• _DOCUMENT TEXT_:

================================

Only take the absolute essentials! For a project that requires the least amount of materials, stick to sketching or a drawing-based project. Less is more! If you plan to do a painting outside, use a limited colour palette combined with one paintbrush, a small cup of water and a small canvas or taped piece of watercolour paper. Place all necessary items into a bag or bucket for easy transportation.
If it’s meant to rain, ensure your creative space is sheltered. On hot or humid days, it may be best to create inside or set up your supplies in a shaded area. Bring lots of water for drinking to stay hydrated in the heat, and dress appropriately! On sunnier days, avoid squinting by facing your back to the sun and wearing sunglasses. Ensure that your chair and table are on even ground for an optimal setup.
If you plan to use your outdoor surroundings as inspiration for the artwork, take reference photos. These photos can be referred to if the lighting or weather changes and will be helpful if you want to divide the project into multiple sessions. To create a more dynamic landscape scene, focus on the colours and shapes you see rather than the finicky details. Try to capture the feeling and mood of your experience at that moment.
Sometimes, we forget to take a moment to pause. Nature has an incredible way of reminding us to be present, appreciate our surroundings and follow our instincts. When you are all set up and ready to take on a new art project outside…just before you get started, close your eyes, take a deep breath, and sigh it out. This will be a helpful reminder to slow down and enjoy the immersive experience of making art outdoors.
The French term “en plein air”, refers to a style of painting where an artist creates their artwork outdoors, directly in front of the subject they are depicting. In en plein air art, the artist typically works quickly to capture the fleeting effects of light, atmosphere, and weather of the scene, as well as the immediate impression or mood of the moment.
This approach to painting became associated with the Impressionist movement, with artists such as Claude Monet, Pierre-Auguste Renoir, and Camille Pissarro among its prominent practitioners. En plein air painting can result in spontaneous and fresh works of art with a sense of immediacy and authenticity.

================================

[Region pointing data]
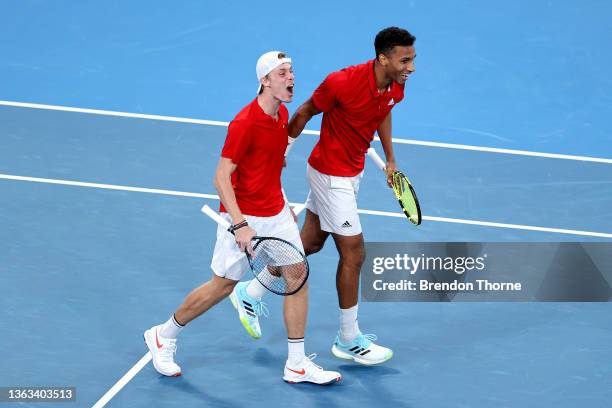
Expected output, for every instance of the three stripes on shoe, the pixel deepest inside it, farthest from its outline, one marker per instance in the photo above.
(249, 308)
(360, 350)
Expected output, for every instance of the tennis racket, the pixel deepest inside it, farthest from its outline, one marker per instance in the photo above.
(278, 264)
(402, 188)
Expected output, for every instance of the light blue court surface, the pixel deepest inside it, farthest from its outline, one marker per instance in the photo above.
(85, 270)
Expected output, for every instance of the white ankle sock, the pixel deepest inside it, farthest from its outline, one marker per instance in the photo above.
(296, 351)
(349, 328)
(255, 289)
(170, 329)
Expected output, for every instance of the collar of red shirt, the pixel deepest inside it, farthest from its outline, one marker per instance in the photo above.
(372, 78)
(261, 115)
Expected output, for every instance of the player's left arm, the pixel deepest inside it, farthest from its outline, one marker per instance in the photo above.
(384, 133)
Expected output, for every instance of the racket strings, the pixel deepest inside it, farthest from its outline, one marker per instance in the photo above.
(279, 266)
(406, 197)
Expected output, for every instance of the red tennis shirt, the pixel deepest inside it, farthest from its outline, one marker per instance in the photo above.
(353, 109)
(256, 143)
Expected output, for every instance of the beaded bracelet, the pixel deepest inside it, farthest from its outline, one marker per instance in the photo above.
(234, 227)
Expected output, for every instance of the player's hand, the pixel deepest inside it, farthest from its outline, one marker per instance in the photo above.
(293, 214)
(244, 236)
(390, 168)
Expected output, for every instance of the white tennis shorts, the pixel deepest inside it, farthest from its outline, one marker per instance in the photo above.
(228, 262)
(334, 200)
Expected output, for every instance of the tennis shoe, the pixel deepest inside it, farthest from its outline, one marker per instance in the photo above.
(362, 350)
(308, 371)
(249, 309)
(162, 352)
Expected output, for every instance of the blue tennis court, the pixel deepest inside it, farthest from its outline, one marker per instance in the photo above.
(102, 236)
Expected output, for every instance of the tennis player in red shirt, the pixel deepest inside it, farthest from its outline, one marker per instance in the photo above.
(356, 102)
(248, 179)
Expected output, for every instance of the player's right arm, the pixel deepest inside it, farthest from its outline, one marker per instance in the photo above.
(223, 184)
(324, 98)
(301, 116)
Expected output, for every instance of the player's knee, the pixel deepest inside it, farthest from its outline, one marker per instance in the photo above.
(354, 256)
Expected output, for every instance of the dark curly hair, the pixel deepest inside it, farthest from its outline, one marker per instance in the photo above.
(390, 37)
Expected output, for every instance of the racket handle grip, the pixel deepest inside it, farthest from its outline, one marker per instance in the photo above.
(215, 217)
(376, 158)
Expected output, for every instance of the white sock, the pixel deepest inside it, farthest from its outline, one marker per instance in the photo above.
(255, 289)
(170, 329)
(349, 328)
(296, 351)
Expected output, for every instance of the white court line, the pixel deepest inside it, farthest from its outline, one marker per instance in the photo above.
(307, 132)
(123, 381)
(298, 205)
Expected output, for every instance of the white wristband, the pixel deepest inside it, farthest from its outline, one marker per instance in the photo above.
(290, 141)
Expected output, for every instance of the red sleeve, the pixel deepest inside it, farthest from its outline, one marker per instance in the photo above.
(325, 96)
(237, 141)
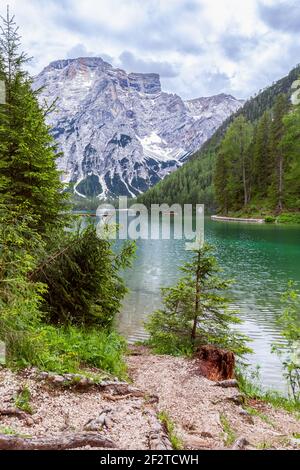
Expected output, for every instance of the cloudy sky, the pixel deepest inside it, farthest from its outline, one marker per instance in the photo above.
(199, 47)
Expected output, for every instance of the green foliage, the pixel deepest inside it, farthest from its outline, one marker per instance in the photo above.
(70, 349)
(27, 151)
(250, 386)
(270, 219)
(232, 181)
(194, 312)
(289, 218)
(48, 272)
(289, 322)
(170, 428)
(22, 400)
(83, 280)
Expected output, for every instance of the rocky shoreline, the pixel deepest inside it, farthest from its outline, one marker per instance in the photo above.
(220, 218)
(125, 415)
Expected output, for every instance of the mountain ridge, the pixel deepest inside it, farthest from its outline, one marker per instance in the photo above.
(119, 132)
(193, 183)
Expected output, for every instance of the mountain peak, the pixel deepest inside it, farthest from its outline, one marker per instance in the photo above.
(119, 133)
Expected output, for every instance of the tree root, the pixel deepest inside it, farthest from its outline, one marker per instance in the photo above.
(62, 442)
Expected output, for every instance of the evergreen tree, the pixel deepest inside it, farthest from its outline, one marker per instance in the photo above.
(277, 155)
(262, 166)
(194, 312)
(290, 146)
(235, 148)
(82, 276)
(27, 151)
(220, 183)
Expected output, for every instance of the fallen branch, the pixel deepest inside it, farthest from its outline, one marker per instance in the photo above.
(13, 412)
(16, 413)
(227, 383)
(240, 444)
(61, 442)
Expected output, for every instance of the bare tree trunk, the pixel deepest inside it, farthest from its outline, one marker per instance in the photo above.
(62, 442)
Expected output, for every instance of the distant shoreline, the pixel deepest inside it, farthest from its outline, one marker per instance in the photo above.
(220, 218)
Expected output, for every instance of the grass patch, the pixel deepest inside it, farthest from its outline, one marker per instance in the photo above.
(175, 440)
(229, 433)
(69, 349)
(22, 400)
(264, 445)
(254, 412)
(289, 218)
(8, 431)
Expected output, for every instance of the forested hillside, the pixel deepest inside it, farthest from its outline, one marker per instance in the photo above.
(194, 181)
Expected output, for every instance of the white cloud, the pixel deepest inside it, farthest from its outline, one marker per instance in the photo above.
(199, 47)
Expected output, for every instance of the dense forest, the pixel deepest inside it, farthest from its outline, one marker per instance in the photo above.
(200, 179)
(60, 285)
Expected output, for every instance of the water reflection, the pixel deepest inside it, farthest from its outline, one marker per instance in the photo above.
(261, 258)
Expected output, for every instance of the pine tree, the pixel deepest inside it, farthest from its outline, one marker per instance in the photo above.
(29, 176)
(235, 149)
(261, 156)
(220, 183)
(194, 312)
(277, 131)
(290, 146)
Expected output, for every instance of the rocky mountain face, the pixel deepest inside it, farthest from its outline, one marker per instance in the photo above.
(120, 133)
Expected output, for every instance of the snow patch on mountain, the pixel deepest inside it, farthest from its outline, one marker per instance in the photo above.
(120, 133)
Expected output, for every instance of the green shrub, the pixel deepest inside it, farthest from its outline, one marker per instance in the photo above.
(195, 311)
(82, 276)
(22, 400)
(289, 218)
(270, 219)
(70, 349)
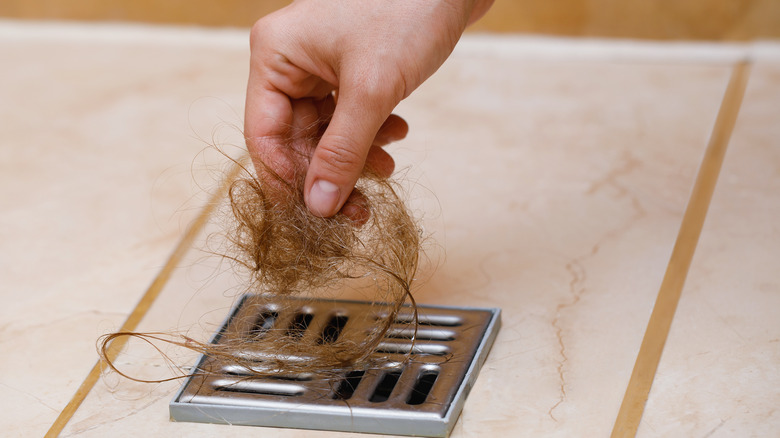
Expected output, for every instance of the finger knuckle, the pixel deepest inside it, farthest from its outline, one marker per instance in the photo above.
(341, 155)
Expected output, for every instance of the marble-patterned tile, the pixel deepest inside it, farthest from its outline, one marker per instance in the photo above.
(720, 372)
(101, 169)
(550, 188)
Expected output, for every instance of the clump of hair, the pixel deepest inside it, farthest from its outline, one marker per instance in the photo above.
(286, 251)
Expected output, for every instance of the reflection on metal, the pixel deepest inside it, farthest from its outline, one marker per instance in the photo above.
(421, 396)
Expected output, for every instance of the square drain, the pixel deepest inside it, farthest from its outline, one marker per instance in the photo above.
(421, 396)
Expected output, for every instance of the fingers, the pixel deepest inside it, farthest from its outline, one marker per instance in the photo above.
(341, 154)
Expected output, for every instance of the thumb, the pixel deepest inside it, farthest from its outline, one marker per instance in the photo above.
(341, 153)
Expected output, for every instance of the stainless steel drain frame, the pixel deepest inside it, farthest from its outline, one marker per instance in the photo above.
(422, 396)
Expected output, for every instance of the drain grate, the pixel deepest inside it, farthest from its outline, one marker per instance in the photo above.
(422, 396)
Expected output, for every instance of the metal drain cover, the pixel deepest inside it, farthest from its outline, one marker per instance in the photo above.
(422, 396)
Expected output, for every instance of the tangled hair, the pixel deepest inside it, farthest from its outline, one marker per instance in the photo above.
(289, 252)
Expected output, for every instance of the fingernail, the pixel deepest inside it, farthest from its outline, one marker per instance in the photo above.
(323, 198)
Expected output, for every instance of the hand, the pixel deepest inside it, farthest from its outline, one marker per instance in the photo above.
(342, 65)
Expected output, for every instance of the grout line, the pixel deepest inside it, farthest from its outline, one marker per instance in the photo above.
(638, 390)
(146, 301)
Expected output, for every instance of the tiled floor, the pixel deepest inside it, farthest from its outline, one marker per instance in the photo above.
(552, 176)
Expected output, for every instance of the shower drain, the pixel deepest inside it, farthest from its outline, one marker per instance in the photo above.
(419, 396)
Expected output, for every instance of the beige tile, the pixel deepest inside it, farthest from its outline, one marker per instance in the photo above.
(97, 151)
(552, 189)
(719, 373)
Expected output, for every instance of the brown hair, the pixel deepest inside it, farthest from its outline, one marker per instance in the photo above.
(287, 251)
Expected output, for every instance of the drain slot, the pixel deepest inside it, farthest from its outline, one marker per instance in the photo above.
(422, 388)
(417, 386)
(348, 386)
(385, 386)
(299, 324)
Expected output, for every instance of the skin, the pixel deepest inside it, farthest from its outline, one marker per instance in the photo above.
(338, 68)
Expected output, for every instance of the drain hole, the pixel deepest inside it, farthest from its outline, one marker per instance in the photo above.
(348, 385)
(264, 322)
(385, 387)
(422, 388)
(333, 329)
(299, 324)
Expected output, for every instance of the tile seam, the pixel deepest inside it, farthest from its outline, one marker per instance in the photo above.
(147, 300)
(642, 376)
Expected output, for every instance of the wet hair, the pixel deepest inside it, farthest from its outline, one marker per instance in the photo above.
(284, 250)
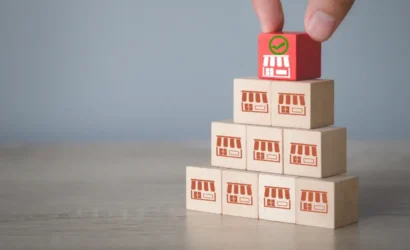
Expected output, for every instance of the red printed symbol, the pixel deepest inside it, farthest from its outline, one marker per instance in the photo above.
(239, 193)
(292, 104)
(303, 154)
(266, 150)
(276, 66)
(314, 201)
(255, 101)
(277, 197)
(228, 146)
(203, 190)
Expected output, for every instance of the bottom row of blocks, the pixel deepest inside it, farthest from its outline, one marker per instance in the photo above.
(329, 202)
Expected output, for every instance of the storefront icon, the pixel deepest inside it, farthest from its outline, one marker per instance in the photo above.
(314, 201)
(303, 154)
(228, 146)
(277, 197)
(203, 190)
(266, 150)
(292, 104)
(255, 101)
(239, 193)
(276, 66)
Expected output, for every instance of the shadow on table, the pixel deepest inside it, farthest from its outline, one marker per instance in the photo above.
(208, 231)
(385, 190)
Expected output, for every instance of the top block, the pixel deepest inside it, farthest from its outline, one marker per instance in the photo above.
(288, 56)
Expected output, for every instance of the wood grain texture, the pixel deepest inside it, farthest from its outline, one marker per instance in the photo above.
(133, 197)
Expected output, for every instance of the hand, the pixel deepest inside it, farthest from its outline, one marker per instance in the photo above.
(322, 17)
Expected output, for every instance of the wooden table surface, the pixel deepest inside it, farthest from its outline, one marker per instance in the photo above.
(132, 196)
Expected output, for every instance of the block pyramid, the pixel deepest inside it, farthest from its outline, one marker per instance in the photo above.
(280, 158)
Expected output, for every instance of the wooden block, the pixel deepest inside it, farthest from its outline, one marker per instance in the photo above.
(240, 193)
(204, 189)
(303, 104)
(316, 153)
(252, 101)
(330, 203)
(288, 56)
(277, 200)
(265, 149)
(228, 145)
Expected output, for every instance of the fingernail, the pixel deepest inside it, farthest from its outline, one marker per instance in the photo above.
(321, 26)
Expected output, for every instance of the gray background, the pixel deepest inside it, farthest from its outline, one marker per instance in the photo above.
(128, 70)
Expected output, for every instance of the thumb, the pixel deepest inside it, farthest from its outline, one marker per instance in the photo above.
(323, 17)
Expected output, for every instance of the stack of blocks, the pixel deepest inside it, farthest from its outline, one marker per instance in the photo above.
(281, 158)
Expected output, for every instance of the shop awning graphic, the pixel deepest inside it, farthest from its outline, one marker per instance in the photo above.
(239, 193)
(255, 101)
(276, 66)
(266, 150)
(203, 190)
(228, 146)
(303, 154)
(314, 201)
(277, 197)
(292, 104)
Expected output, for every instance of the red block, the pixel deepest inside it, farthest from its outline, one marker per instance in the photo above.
(288, 56)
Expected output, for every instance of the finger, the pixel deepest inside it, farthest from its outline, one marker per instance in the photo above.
(323, 17)
(270, 14)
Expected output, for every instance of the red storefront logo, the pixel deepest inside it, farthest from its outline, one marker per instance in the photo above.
(228, 146)
(255, 101)
(292, 104)
(239, 193)
(276, 66)
(203, 190)
(314, 201)
(303, 154)
(277, 197)
(266, 150)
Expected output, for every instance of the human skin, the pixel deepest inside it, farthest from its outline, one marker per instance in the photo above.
(322, 17)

================================

• _TO DO_:
1 > According to the outdoor art text, what does the French term "en plein air" refer to?
2 > Write out the stretch of the outdoor art text from "This approach to" through "immediacy and authenticity.".

• _SOLUTIONS BELOW_:
1 > A style of painting where an artist creates their artwork outdoors, directly in front of the subject they are depicting.

2 >
This approach to painting became associated with the Impressionist movement, with artists such as Claude Monet, Pierre-Auguste Renoir, and Camille Pissarro among its prominent practitioners. En plein air painting can result in spontaneous and fresh works of art with a sense of immediacy and authenticity.